* **Input data**:
[Start of section]

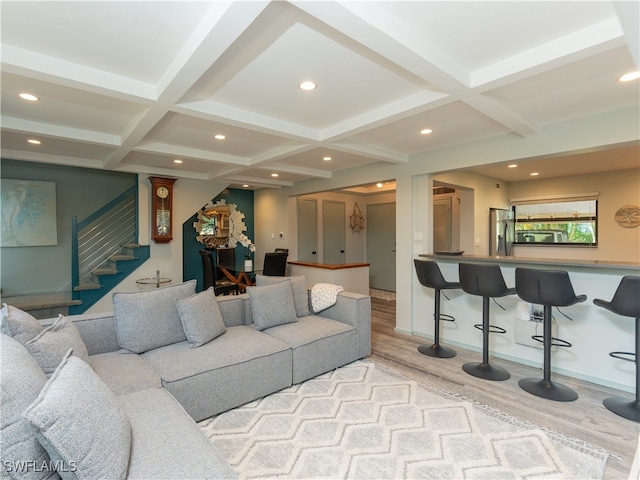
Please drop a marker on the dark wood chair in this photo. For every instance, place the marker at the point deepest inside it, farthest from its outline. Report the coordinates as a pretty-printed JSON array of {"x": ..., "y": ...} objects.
[
  {"x": 275, "y": 264},
  {"x": 211, "y": 276}
]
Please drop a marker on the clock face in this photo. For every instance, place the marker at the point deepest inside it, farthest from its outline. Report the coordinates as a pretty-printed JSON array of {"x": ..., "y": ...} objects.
[{"x": 162, "y": 192}]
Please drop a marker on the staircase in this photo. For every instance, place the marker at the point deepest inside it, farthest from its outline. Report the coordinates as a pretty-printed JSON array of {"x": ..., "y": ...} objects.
[{"x": 105, "y": 250}]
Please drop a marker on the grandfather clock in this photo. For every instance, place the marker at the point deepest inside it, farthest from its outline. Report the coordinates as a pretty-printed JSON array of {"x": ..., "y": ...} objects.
[{"x": 161, "y": 200}]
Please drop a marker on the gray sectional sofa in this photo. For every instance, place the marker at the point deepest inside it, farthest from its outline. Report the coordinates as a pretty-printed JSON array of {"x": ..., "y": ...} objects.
[{"x": 118, "y": 395}]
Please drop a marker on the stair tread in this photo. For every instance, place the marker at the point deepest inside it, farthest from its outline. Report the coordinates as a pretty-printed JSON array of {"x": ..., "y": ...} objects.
[
  {"x": 87, "y": 286},
  {"x": 119, "y": 257}
]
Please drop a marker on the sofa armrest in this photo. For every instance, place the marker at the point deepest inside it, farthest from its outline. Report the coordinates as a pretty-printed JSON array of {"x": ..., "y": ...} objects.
[
  {"x": 353, "y": 309},
  {"x": 97, "y": 330}
]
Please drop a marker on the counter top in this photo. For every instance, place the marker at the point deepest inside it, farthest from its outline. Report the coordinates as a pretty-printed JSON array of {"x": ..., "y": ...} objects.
[
  {"x": 329, "y": 266},
  {"x": 604, "y": 264}
]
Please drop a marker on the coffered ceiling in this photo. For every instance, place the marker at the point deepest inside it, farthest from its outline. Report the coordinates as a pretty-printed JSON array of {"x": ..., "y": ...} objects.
[{"x": 133, "y": 86}]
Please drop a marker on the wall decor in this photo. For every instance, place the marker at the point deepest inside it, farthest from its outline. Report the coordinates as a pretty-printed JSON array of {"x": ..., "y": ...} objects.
[
  {"x": 628, "y": 216},
  {"x": 28, "y": 213},
  {"x": 356, "y": 221},
  {"x": 221, "y": 223}
]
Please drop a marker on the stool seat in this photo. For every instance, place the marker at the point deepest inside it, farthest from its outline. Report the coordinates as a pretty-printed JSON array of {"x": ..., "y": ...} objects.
[
  {"x": 429, "y": 275},
  {"x": 626, "y": 303},
  {"x": 487, "y": 282},
  {"x": 549, "y": 288}
]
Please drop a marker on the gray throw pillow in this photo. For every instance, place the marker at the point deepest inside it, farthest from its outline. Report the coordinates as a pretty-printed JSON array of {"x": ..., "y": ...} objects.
[
  {"x": 272, "y": 305},
  {"x": 80, "y": 423},
  {"x": 22, "y": 380},
  {"x": 50, "y": 346},
  {"x": 201, "y": 317},
  {"x": 149, "y": 319},
  {"x": 18, "y": 324},
  {"x": 299, "y": 287}
]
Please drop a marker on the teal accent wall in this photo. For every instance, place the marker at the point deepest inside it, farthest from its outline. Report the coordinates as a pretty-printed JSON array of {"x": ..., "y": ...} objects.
[
  {"x": 191, "y": 260},
  {"x": 80, "y": 192}
]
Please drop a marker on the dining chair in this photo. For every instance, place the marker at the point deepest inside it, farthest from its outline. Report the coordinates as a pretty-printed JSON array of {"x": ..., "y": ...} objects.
[{"x": 275, "y": 264}]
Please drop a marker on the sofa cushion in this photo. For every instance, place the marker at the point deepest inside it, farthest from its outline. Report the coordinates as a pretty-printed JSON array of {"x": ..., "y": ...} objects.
[
  {"x": 124, "y": 372},
  {"x": 201, "y": 318},
  {"x": 149, "y": 319},
  {"x": 231, "y": 370},
  {"x": 22, "y": 379},
  {"x": 50, "y": 346},
  {"x": 272, "y": 304},
  {"x": 318, "y": 345},
  {"x": 80, "y": 423},
  {"x": 166, "y": 441},
  {"x": 18, "y": 324},
  {"x": 299, "y": 287}
]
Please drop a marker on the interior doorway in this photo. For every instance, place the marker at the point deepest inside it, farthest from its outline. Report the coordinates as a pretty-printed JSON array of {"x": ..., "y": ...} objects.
[{"x": 381, "y": 245}]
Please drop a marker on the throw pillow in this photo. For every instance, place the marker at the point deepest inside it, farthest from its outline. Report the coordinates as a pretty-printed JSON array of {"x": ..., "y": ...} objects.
[
  {"x": 50, "y": 345},
  {"x": 22, "y": 380},
  {"x": 149, "y": 319},
  {"x": 272, "y": 305},
  {"x": 18, "y": 324},
  {"x": 80, "y": 423},
  {"x": 201, "y": 318},
  {"x": 300, "y": 291}
]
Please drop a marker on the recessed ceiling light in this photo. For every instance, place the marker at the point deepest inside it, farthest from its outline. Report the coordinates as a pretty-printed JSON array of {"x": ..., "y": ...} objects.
[
  {"x": 629, "y": 77},
  {"x": 28, "y": 96},
  {"x": 307, "y": 86}
]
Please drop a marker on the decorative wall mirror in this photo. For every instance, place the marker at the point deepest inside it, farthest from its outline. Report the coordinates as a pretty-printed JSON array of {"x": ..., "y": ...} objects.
[{"x": 222, "y": 224}]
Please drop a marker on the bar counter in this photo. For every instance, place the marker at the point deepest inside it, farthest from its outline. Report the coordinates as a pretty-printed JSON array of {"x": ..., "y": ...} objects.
[
  {"x": 593, "y": 331},
  {"x": 354, "y": 277}
]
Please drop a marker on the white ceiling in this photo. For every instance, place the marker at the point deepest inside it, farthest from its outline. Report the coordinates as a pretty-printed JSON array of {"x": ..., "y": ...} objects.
[{"x": 132, "y": 86}]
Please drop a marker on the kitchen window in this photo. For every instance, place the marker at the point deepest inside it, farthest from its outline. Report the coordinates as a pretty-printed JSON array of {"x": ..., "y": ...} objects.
[{"x": 557, "y": 220}]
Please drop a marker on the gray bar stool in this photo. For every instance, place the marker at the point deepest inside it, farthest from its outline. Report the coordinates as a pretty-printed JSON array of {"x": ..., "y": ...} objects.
[
  {"x": 549, "y": 288},
  {"x": 487, "y": 282},
  {"x": 429, "y": 275},
  {"x": 626, "y": 302}
]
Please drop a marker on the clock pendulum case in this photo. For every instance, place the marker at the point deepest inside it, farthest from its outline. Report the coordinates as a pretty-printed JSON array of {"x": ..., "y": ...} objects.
[{"x": 161, "y": 202}]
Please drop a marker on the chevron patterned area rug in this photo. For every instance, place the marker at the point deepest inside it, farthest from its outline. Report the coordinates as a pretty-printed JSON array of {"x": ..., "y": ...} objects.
[{"x": 366, "y": 421}]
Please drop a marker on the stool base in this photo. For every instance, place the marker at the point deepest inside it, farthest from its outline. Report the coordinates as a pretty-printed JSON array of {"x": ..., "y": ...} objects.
[
  {"x": 486, "y": 371},
  {"x": 629, "y": 409},
  {"x": 437, "y": 351},
  {"x": 548, "y": 389}
]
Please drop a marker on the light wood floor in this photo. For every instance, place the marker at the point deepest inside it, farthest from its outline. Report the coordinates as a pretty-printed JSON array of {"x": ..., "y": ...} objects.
[{"x": 586, "y": 418}]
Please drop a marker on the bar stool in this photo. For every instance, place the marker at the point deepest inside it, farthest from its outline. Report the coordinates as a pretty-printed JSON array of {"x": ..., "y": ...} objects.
[
  {"x": 626, "y": 302},
  {"x": 429, "y": 275},
  {"x": 487, "y": 282},
  {"x": 549, "y": 288}
]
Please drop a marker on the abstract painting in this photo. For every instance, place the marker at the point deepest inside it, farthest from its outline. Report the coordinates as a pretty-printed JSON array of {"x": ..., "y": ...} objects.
[{"x": 28, "y": 213}]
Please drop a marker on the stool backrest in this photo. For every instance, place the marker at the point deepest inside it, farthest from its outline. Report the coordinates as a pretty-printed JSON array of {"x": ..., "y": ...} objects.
[
  {"x": 429, "y": 274},
  {"x": 483, "y": 280},
  {"x": 626, "y": 300},
  {"x": 545, "y": 287}
]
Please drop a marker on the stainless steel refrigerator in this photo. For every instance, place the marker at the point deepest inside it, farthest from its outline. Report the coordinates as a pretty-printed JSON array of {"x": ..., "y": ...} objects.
[{"x": 501, "y": 231}]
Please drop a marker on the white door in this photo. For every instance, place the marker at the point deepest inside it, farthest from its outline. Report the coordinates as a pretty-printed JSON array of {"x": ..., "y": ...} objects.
[
  {"x": 381, "y": 245},
  {"x": 307, "y": 230}
]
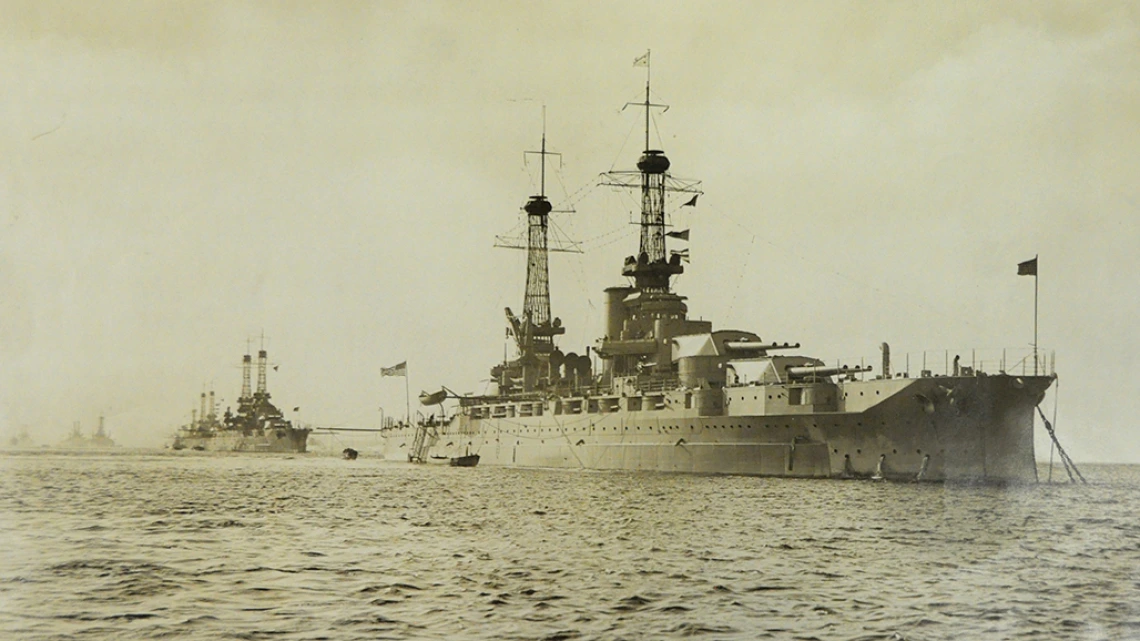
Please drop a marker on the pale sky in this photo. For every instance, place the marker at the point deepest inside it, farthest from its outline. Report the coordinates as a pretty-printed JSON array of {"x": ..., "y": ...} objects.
[{"x": 179, "y": 177}]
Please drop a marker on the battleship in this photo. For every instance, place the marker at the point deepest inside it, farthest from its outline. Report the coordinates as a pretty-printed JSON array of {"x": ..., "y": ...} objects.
[
  {"x": 257, "y": 426},
  {"x": 76, "y": 440},
  {"x": 673, "y": 394}
]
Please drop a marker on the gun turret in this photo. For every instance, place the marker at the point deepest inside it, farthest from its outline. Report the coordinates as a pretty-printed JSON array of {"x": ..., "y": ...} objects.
[{"x": 819, "y": 371}]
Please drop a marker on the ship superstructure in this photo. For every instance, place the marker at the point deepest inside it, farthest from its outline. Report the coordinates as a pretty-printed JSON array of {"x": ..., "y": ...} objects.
[
  {"x": 255, "y": 426},
  {"x": 677, "y": 395}
]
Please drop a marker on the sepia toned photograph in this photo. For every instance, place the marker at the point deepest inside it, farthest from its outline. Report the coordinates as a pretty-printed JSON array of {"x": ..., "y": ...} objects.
[{"x": 569, "y": 321}]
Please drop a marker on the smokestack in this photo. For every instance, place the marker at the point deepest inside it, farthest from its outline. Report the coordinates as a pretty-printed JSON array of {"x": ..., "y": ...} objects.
[
  {"x": 246, "y": 364},
  {"x": 262, "y": 357}
]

[End of section]

* **About this exercise**: Exact copies of the lines from the one holding "Please drop a marker on the battleship" through the last line above, and only those, make up the answer.

* **The completed task**:
Please drop a marker on the battleship in this photo. For every instance, place the marker at the point deepest inside it, farthest from its outline. Report the coordinates as a pretty-printed JSON array of {"x": ..., "y": ...} objects.
[
  {"x": 257, "y": 426},
  {"x": 76, "y": 440},
  {"x": 673, "y": 394}
]
Please drop a marker on the gun turret in this photo. For every instance, place the marker at the point deepest inside it, farthest from its outline. Report the coordinates as a pretty-printed JSON array of {"x": ..., "y": ...} objects.
[{"x": 819, "y": 371}]
Please drop a marker on the ship superstructure in this photo. For every instance, place the marker at the point deepest inside it, farthest from its outline. Report the coordinates as a pretty-printed JSON array of {"x": ..., "y": ...} objects.
[
  {"x": 255, "y": 426},
  {"x": 677, "y": 395}
]
Please drop a marker on the sepia toned photograph in this photo. For every instance, place the marker at the point deepest inside it, farthest from its outline. Report the coordinates as a pretty-printed JSON array of {"x": ..., "y": ...} objects.
[{"x": 569, "y": 321}]
Please drop a marker on the smokestack in this photo. For every instance, place the marker at the point deepest inside it, farthest from its outline. Report the coordinates as a pretty-printed JSON array of {"x": ..., "y": ...} objects.
[
  {"x": 246, "y": 364},
  {"x": 262, "y": 357}
]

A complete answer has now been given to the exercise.